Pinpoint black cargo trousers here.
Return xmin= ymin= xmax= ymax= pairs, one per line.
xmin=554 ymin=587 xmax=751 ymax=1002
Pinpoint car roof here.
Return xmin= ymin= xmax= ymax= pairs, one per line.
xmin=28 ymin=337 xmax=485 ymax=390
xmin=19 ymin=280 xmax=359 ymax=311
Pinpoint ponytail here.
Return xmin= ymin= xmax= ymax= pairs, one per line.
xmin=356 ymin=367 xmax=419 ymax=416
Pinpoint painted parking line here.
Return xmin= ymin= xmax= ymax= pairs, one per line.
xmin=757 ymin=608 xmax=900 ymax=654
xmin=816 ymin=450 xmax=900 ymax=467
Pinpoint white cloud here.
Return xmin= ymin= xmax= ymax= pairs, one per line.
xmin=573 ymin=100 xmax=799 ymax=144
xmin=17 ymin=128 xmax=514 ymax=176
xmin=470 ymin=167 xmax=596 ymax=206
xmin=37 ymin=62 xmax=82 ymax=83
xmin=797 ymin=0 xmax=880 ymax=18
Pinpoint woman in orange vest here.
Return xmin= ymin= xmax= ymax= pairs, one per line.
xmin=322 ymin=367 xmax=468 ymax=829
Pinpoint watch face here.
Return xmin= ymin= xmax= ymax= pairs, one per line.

○ ○ ○ ○ ○ ○ ○

* [GOAL]: Recast every line of the rows above as a numbered list, skipping any blank lines.

* [ANSWER TO THE PROBLEM]:
1. Pinpoint black cargo trousers here.
2. Return xmin= ymin= xmax= ymax= pairs, one per line.
3. xmin=554 ymin=587 xmax=751 ymax=1002
4. Pinpoint car roof here.
5. Return xmin= ymin= xmax= ymax= pairs, one per line.
6. xmin=28 ymin=337 xmax=485 ymax=390
7. xmin=19 ymin=280 xmax=359 ymax=311
8. Pinpoint ponytail here.
9. Return xmin= ymin= xmax= ymax= pairs, one per line.
10. xmin=356 ymin=367 xmax=419 ymax=416
11. Pinpoint painted parking line here.
12. Return xmin= ymin= xmax= ymax= pairs, one per line.
13. xmin=757 ymin=608 xmax=900 ymax=654
14. xmin=816 ymin=450 xmax=900 ymax=467
15. Pinpoint white cloud here.
16. Return xmin= ymin= xmax= ymax= pairs, one per line.
17. xmin=573 ymin=100 xmax=799 ymax=144
18. xmin=17 ymin=128 xmax=514 ymax=176
19. xmin=470 ymin=167 xmax=596 ymax=206
20. xmin=37 ymin=62 xmax=82 ymax=83
21. xmin=797 ymin=0 xmax=880 ymax=18
22. Pinpoint woman in orange vest here.
23. Return xmin= ymin= xmax= ymax= pairs, one per line.
24. xmin=322 ymin=367 xmax=468 ymax=829
25. Pinpoint watch face here.
26. Return xmin= ymin= xmax= ymax= pairs, one per line.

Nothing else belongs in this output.